--- Start Extracted text ---
In this paper, we introduce the first two steps of the above process, focusing on the presentation of the methodological approach followed in our demonstrator activity, without entering into the details of the formal analysis that has been conducted. The approach adopted for the quantitative cost/benefits analysis (partly still in progress) is not the subject of this paper. The rest of the paper is structured as follows: In Sect. 2, we give details about the case study that has been the object of the experimentation; in Sect. 3, we present the approach adopted by the demonstrator. In Sect. 4, we briefly describe some related studies, and in Sect. 5, we summarize the results of the experience, and we give insights for future research advancements in the field.

2 The 4SECURail Case Study

The transit of a train from an area supervised by a Radio Block Centre (RBC) to an adjacent area supervised by another RBC occurs during the so-called RBC-RBC handover phase and requires the exchange of information between RBCs according to a specific protocol. This exchange of information is supported by the communication layer specified within the UNISIG SUBSET-039 [7] and UNISIG SUBSET-98 [8]. Figure 1 summarizes the overall structure of the UNISIG standards supporting the handover of a train.

Fig. 1.
figure 1

Overall structure of the 4SECURail case study

The 4SECURail case study focuses on two main sub-components of the communication layers, supporting the RBC-RBC handover communications. The considered components are the Communication Supervision Layer (CSL) of the SUBSET-039 and the Safe Application Intermediate Sub-Layer (SAI) of the SUBSET-098. These two components are the main actors that support the creation/deletion of safe communication lines and protect the transmission of messages exchanged on such lines. In particular, the CSL is responsible for requesting the activation - and in case of failure, the re-establishment - of the communication line for continuously controlling its liveliness and for forwarding the RBC handover transaction messages on the active line. The SAI is responsible for ensuring the absence of excessive delays, repetitions, losses, or reordering of messages during their transmissions. This is achieved by adding sequence numbers and time-related information to the RBC messages. The two sides of the communication line are configured one as initiator and the other as called.
--- End Extracted text ---
--- Start Listed records ---
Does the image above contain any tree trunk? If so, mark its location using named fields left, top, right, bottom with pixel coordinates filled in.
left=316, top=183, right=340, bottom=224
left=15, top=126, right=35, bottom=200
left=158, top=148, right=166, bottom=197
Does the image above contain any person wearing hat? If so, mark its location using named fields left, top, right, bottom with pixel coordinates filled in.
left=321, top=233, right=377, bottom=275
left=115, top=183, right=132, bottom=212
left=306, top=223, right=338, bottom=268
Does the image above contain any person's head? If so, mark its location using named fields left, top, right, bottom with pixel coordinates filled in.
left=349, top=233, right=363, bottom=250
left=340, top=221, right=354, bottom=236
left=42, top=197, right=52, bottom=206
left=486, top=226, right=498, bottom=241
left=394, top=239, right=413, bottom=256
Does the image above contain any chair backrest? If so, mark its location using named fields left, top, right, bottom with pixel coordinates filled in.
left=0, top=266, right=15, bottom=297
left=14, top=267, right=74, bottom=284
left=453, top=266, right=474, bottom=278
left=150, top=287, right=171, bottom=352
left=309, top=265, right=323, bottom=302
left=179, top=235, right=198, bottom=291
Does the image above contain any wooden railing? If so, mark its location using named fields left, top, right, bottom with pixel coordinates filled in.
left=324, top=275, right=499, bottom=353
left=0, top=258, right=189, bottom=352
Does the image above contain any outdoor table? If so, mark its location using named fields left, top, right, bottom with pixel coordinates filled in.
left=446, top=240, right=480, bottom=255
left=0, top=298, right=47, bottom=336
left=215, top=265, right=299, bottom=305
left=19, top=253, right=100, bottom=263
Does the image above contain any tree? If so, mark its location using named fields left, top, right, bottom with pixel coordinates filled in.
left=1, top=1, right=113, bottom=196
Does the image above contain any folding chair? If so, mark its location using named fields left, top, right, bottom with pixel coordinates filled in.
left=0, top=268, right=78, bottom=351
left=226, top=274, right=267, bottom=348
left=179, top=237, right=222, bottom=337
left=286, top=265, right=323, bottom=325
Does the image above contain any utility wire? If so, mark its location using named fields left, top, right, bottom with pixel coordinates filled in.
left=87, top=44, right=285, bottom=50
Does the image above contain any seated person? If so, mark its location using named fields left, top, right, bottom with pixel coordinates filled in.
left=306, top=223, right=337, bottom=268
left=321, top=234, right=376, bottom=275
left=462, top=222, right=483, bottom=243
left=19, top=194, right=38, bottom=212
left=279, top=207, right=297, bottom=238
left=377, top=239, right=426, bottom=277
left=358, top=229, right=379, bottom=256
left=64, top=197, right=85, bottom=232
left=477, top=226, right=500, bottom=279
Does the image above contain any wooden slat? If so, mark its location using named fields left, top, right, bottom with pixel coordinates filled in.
--- End Listed records ---
» **List of tasks**
A - Condense the paragraph of the excerpt on the 4SECURail case study that begins "The 4SECURail case study focuses on" into a short bulleted list that keeps its main facts.
B - Rewrite the stretch from "In this paper, we" through "in the field." in the excerpt on the 4SECURail case study, putting "article" wherever "paper" appears.
C - The excerpt on the 4SECURail case study names the message transmission faults that the SAI must prevent. List them all.
The listing comes from a source separate from the excerpt on the 4SECURail case study.

» **Worked solutions**
A -
- The case study covers two sub-components of the communication layers that support RBC-RBC handover communications:
  - the Communication Supervision Layer (CSL) of SUBSET-039
  - the Safe Application Intermediate Sub-Layer (SAI) of SUBSET-098
- Together, these components support creating and deleting safe communication lines and protect the messages sent on them.
- The CSL:
  - requests activation of the line and its re-establishment after failure
  - continuously checks the line's liveliness
  - forwards RBC handover transaction messages on the active line
- The SAI:
  - prevents excessive delays, repetitions, losses, and reordering of messages
  - does this by adding sequence numbers and time-related information to RBC messages
- One side of the line is configured as initiator and the other as called.

B -
In this article, we introduce the first two steps of the above process, focusing on the presentation of the methodological approach followed in our demonstrator activity, without entering into the details of the formal analysis that has been conducted. The approach adopted for the quantitative cost/benefits analysis (partly still in progress) is not the subject of this article. The rest of the article is structured as follows: In Sect. 2, we give details about the case study that has been the object of the experimentation; in Sect. 3, we present the approach adopted by the demonstrator. In Sect. 4, we briefly describe some related studies, and in Sect. 5, we summarize the results of the experience, and we give insights for future research advancements in the field.

C -
- Excessive delays
- Repetitions
- Losses
- Reordering of messages